## Begin Input data

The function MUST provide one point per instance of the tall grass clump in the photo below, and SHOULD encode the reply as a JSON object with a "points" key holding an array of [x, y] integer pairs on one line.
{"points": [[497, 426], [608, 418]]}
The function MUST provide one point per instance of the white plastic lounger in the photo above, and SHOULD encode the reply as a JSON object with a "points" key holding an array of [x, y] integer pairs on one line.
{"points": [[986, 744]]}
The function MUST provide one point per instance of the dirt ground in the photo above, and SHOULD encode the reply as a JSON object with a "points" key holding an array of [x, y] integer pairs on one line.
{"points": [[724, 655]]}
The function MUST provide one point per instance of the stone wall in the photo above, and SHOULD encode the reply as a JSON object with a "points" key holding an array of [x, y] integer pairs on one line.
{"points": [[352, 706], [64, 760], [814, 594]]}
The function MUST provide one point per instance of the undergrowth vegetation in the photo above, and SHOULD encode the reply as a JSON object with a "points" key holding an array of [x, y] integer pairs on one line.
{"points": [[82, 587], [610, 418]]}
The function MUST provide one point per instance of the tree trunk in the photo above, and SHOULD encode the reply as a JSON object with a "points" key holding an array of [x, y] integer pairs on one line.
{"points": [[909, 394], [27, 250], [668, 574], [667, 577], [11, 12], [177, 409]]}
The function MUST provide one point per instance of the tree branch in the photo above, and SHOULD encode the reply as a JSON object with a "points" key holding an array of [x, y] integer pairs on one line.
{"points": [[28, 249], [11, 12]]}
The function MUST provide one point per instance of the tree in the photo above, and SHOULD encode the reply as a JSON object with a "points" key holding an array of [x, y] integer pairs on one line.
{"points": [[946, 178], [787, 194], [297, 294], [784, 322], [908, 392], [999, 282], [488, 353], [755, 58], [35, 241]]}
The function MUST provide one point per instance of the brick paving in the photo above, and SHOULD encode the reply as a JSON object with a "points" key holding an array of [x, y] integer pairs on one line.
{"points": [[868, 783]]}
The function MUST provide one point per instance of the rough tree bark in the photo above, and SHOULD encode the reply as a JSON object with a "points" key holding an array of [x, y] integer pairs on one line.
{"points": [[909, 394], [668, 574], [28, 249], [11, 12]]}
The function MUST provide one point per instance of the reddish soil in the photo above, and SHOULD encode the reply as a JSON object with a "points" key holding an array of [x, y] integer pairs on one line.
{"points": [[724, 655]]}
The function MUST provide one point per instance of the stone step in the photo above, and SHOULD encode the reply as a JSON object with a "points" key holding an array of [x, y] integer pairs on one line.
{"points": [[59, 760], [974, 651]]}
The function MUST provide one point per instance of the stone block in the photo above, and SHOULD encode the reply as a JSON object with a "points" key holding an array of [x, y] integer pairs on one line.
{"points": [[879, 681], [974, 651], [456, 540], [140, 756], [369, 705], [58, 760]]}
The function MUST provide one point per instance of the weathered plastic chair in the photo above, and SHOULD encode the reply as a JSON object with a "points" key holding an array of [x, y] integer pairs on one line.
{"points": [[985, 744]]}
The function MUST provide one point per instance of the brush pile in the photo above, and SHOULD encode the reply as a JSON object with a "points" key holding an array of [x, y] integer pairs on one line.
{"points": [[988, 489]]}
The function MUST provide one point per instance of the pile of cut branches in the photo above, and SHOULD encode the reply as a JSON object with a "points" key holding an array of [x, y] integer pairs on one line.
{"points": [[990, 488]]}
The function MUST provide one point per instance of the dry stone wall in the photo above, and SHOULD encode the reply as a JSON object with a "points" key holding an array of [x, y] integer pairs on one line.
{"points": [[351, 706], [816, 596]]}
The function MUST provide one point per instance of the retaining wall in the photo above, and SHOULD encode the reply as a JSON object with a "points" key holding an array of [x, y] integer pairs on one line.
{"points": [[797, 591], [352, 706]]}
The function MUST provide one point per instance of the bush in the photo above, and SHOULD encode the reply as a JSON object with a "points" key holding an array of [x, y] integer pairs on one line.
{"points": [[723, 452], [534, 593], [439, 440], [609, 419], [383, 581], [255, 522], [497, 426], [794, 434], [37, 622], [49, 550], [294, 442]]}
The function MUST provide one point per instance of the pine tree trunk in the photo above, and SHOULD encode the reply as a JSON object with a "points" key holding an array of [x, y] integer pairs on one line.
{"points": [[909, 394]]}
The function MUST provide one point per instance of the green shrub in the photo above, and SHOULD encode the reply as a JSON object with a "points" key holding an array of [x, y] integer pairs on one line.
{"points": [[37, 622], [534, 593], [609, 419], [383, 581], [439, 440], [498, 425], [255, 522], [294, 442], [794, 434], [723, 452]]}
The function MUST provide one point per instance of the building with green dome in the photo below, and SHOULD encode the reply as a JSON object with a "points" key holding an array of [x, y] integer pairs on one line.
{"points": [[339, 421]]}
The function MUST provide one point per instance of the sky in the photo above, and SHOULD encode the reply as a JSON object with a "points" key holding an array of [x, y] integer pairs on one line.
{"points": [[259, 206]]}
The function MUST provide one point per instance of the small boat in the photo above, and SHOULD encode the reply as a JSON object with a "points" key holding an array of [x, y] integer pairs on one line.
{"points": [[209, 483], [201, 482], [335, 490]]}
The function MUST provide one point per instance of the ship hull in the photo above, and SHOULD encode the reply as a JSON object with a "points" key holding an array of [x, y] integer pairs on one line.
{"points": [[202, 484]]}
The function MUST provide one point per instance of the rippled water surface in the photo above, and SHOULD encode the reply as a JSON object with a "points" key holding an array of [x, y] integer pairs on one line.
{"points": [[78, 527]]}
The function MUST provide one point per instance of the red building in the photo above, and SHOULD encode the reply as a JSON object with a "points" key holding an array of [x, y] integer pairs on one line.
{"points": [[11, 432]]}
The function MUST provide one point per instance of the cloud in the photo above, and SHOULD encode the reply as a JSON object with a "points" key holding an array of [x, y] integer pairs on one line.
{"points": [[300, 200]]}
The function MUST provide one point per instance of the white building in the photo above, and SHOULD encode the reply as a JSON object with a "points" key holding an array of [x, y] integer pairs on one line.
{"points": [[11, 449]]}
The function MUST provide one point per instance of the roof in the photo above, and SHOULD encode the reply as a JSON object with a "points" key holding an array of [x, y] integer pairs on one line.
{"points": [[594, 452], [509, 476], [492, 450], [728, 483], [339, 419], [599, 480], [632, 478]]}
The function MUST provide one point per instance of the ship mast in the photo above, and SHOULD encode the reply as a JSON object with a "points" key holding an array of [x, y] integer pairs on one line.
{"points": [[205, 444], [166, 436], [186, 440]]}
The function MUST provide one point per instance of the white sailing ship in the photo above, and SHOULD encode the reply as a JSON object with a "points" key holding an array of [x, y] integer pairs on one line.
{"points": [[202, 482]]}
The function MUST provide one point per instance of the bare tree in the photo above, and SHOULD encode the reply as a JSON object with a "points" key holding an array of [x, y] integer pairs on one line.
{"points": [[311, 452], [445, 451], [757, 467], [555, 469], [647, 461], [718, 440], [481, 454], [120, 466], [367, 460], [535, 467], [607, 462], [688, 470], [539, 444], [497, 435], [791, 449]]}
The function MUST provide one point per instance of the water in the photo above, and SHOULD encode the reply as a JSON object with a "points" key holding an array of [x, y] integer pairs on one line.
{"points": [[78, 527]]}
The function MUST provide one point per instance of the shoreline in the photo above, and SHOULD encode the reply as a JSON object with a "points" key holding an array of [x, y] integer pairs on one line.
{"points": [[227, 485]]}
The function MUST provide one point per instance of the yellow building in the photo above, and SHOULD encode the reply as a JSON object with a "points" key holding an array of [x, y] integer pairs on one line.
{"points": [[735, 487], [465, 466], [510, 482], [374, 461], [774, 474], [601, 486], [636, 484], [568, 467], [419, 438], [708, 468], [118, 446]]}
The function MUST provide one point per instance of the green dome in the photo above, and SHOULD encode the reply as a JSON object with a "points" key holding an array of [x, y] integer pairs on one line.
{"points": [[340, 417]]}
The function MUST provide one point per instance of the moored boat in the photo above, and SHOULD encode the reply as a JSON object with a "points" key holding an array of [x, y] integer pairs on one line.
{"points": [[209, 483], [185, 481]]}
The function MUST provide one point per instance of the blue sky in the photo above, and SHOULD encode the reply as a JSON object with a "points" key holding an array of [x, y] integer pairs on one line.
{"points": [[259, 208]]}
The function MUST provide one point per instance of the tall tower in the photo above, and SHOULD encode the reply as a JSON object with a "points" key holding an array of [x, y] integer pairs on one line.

## End Input data

From the line that contains "The function MUST provide one point per instance of the blue" down to the last line of the listing above, repeat each line exactly, and include nothing else.

The function MUST provide one point per instance of the blue sky in the photo above, and SHOULD encode the reply as a JSON object with a "points" key holding an array of [x, y] integer pairs on one line.
{"points": [[259, 208]]}
The function MUST provide one point per instance of the tall tower in the photo above, and SHOULD encode the reply as a JSON object with a "points" key holding an array of [x, y] integer pairs on one line.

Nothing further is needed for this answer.